__EXERCISE__.
Repeat word for word the section of the supply chain digitization passage below that begins at the words "From an operational" and stops after the words "ago, he says.".

__EXCERPTED PASSAGE__.
════════

Digitizing data is of immense help in mitigating supply chain risks, says Bernard Tremblay, chief executive officer of the U.S. and Canada for Miebach Consulting.
From an operational perspective, the last few years have been difficult for many traditional companies, as they’ve had to adjust to doing more business directly with consumers, Tremblay says. At the same time that e-commerce has seen explosive growth, labor management issues have increased. Consequently, automation has become more important, especially for companies in North America. Europe largely made the transition to automation 15 to 20 years ago, he says.
Digitized solutions are precisely what companies need to get proper labor management, in Tremblay’s view. “Dimensioning” solutions correctly is what’s required. He doesn’t completely agree with those who say automation is highly rigid. “If you size it the right way, you can anticipate through data-driven analysis what you're going to need for the next day, weeks, month in terms of labor.”
He notes a growing trend to have flexible automation. You purchase a certain design first, then rent additional capability. As always, success turns on having good data. “So all of this information goes back to doing deep analytics on the past, but also looking at what's coming and how you can forecast based on different aspects of the data you can bring in, not just from your ops, but extended data.”Companies have struggled to bring data together to make better decisions, but risk management and resiliency turn on utilizing data properly. Pulling data to understand how one’s supply chain behaved in certain situations is key. “If you can extrapolate and see where you were stronger, where you were weaker, really do a data-driven, deep dive into these things, you can put actual figures behind your risk analysis. This is where you're really going to get value out of the data.”

════════

Text-to-region grounding data:
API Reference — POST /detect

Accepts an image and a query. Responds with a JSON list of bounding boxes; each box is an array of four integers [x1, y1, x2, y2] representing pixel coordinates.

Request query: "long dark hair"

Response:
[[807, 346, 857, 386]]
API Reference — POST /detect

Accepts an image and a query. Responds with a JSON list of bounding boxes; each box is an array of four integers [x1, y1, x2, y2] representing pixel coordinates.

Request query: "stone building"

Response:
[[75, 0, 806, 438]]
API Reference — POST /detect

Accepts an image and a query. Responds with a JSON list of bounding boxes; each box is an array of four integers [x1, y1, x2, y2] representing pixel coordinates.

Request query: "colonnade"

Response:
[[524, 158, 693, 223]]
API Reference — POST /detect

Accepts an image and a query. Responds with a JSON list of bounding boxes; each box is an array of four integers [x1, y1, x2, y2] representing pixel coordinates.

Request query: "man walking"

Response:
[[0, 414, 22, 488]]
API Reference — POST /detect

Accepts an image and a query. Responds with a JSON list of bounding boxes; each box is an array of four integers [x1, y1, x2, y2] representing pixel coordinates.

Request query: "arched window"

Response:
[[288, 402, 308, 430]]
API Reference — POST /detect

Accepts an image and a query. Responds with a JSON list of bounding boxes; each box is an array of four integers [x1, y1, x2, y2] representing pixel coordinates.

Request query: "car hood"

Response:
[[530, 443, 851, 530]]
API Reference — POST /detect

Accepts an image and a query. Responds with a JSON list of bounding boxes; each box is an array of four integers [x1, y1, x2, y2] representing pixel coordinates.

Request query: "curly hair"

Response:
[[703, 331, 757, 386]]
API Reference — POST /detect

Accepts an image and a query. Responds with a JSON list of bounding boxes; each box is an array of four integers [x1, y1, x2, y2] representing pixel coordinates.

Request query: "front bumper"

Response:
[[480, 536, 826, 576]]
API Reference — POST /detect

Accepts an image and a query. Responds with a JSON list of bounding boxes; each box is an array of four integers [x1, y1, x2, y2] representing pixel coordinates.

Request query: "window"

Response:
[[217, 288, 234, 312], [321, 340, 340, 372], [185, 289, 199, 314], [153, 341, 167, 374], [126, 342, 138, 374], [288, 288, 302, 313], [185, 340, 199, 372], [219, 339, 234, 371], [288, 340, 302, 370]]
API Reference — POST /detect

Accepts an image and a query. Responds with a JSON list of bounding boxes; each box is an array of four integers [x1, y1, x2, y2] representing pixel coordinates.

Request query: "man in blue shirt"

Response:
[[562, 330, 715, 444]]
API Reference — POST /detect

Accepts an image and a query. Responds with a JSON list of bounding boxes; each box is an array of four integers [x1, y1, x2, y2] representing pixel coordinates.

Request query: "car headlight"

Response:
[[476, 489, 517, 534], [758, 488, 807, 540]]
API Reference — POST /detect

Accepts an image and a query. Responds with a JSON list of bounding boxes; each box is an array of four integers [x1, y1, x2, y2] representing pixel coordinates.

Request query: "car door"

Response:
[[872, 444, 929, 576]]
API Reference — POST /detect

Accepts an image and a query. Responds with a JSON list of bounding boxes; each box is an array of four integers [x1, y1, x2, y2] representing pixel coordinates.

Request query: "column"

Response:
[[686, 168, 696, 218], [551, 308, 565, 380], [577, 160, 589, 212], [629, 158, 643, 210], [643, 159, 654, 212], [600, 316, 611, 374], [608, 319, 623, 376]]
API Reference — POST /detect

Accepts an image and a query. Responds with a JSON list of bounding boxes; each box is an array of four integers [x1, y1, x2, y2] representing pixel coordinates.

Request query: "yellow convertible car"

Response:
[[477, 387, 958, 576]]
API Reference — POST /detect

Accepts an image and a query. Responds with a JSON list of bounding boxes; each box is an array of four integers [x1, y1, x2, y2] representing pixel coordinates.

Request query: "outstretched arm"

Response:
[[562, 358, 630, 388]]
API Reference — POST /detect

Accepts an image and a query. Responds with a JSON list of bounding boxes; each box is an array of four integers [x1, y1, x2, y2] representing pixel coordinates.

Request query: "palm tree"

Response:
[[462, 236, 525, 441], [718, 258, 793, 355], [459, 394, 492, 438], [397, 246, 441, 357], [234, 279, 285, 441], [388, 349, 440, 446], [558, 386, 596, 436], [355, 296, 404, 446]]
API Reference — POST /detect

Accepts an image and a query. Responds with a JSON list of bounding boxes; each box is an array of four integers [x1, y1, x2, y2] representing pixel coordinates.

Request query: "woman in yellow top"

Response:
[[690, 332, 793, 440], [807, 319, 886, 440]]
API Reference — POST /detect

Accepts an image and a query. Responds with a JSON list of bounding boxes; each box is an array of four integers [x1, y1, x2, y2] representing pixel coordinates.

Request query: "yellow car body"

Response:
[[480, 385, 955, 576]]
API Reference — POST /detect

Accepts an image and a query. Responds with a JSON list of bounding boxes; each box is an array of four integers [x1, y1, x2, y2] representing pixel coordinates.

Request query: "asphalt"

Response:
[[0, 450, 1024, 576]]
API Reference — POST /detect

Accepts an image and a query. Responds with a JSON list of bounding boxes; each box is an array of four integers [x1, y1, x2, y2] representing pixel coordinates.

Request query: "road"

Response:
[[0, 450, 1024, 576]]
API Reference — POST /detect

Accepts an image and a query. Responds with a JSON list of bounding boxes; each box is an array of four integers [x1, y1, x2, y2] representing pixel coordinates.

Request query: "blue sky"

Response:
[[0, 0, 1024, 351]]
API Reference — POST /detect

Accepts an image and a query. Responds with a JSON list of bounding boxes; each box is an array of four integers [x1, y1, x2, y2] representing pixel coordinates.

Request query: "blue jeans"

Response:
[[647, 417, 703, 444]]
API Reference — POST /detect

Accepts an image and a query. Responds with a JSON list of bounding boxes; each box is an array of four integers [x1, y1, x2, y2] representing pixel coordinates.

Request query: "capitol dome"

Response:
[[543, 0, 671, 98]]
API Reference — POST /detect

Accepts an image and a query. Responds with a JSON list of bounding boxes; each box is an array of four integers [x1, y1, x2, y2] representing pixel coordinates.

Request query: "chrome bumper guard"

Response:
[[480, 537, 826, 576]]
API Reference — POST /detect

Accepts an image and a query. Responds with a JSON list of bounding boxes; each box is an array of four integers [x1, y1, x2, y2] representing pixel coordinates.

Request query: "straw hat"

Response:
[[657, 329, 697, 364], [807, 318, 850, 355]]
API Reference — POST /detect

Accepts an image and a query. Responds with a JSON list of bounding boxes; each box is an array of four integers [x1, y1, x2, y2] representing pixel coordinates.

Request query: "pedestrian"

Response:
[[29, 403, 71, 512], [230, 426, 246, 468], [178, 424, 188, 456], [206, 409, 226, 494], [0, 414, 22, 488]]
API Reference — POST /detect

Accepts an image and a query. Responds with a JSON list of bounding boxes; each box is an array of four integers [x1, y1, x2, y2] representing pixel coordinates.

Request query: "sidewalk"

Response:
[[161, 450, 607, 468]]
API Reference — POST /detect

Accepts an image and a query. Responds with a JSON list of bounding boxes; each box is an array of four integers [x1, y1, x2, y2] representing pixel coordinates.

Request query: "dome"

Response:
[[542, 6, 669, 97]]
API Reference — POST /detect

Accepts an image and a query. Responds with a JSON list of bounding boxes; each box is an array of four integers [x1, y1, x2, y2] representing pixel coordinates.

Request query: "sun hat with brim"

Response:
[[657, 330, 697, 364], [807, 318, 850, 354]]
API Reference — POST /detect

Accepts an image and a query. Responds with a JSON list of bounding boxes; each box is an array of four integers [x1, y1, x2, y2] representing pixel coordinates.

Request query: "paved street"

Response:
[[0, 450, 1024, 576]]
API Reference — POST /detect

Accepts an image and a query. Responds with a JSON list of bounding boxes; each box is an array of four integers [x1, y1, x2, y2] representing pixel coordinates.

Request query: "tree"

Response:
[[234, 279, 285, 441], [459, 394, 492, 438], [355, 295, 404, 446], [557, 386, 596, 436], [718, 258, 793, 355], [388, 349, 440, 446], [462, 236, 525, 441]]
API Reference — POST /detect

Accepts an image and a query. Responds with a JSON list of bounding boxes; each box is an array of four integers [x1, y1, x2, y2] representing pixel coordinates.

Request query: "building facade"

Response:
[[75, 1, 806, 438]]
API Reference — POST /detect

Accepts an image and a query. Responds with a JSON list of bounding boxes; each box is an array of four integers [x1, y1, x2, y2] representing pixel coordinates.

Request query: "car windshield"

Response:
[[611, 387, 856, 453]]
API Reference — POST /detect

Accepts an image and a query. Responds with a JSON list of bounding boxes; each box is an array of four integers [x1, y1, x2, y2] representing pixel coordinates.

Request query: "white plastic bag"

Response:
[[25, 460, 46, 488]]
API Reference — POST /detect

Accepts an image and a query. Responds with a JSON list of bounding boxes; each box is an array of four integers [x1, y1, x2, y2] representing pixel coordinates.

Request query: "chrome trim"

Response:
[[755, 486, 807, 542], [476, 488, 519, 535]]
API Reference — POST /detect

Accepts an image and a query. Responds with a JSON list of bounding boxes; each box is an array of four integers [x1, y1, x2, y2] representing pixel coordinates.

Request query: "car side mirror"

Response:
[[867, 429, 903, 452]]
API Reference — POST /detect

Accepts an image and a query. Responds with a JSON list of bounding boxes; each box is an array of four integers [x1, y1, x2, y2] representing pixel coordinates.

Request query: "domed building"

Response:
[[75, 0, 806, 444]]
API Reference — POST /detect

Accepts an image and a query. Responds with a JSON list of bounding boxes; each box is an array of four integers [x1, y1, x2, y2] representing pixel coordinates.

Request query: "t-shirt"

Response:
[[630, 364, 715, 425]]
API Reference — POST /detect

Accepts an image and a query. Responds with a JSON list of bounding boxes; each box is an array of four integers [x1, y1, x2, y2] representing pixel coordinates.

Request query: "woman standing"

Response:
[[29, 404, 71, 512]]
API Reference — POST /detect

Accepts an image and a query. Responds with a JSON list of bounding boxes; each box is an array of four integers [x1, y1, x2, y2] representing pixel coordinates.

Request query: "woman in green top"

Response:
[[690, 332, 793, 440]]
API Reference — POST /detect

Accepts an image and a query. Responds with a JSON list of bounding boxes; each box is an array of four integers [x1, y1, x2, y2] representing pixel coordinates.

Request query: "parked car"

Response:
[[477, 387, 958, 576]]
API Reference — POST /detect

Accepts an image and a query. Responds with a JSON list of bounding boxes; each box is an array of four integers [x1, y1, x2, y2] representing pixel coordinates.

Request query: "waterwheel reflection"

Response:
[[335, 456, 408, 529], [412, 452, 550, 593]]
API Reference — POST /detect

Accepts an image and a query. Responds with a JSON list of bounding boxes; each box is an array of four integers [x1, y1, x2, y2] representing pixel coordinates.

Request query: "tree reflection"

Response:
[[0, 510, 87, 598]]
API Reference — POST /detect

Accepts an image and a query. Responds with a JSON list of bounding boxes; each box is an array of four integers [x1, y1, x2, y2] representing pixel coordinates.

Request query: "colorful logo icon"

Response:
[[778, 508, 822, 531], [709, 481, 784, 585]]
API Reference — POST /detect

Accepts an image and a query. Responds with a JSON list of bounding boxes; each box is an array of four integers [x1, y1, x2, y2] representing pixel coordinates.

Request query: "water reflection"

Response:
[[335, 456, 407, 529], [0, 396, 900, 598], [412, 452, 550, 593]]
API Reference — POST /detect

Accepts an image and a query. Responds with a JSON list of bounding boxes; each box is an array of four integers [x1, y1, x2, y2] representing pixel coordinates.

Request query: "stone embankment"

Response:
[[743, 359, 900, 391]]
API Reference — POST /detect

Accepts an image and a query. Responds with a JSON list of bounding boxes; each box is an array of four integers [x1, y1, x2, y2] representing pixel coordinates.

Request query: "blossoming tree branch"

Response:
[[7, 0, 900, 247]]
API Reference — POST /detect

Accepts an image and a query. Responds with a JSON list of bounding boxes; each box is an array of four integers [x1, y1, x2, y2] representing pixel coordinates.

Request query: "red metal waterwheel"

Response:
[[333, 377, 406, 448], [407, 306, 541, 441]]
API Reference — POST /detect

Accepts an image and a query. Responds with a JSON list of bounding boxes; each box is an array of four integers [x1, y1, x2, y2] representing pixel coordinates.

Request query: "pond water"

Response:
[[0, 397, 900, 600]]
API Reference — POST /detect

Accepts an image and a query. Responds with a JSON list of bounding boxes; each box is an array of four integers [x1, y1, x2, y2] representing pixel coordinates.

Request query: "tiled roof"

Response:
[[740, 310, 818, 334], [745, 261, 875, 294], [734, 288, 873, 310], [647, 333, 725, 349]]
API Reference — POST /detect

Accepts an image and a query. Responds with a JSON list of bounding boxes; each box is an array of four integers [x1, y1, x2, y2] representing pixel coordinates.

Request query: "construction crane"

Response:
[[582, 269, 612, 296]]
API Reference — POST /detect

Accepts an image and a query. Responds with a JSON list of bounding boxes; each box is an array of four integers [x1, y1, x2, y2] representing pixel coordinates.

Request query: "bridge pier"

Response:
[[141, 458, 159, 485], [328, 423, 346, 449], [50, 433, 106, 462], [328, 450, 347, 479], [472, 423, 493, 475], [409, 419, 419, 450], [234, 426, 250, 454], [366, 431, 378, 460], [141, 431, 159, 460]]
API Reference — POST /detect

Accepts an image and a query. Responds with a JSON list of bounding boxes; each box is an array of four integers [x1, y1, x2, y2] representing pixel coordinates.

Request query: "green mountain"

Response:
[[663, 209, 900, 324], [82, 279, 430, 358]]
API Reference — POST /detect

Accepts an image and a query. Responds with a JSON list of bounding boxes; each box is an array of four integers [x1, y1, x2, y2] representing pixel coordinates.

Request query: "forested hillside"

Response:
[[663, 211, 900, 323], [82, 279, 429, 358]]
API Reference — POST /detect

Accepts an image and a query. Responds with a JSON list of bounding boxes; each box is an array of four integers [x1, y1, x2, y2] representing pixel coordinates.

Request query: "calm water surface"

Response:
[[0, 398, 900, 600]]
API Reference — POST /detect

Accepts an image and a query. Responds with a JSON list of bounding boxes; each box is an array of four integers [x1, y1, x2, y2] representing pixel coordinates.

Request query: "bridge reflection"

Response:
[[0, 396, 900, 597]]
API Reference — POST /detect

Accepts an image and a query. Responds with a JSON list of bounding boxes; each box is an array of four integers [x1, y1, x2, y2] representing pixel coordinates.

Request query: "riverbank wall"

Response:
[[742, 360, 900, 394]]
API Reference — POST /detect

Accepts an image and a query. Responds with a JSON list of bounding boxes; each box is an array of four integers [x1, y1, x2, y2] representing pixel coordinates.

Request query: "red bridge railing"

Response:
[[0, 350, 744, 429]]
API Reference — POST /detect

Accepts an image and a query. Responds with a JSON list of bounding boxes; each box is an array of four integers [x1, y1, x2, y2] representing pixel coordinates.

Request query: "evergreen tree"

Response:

════════

__OUTPUT BELOW__.
From an operational perspective, the last few years have been difficult for many traditional companies, as they’ve had to adjust to doing more business directly with consumers, Tremblay says. At the same time that e-commerce has seen explosive growth, labor management issues have increased. Consequently, automation has become more important, especially for companies in North America. Europe largely made the transition to automation 15 to 20 years ago, he says.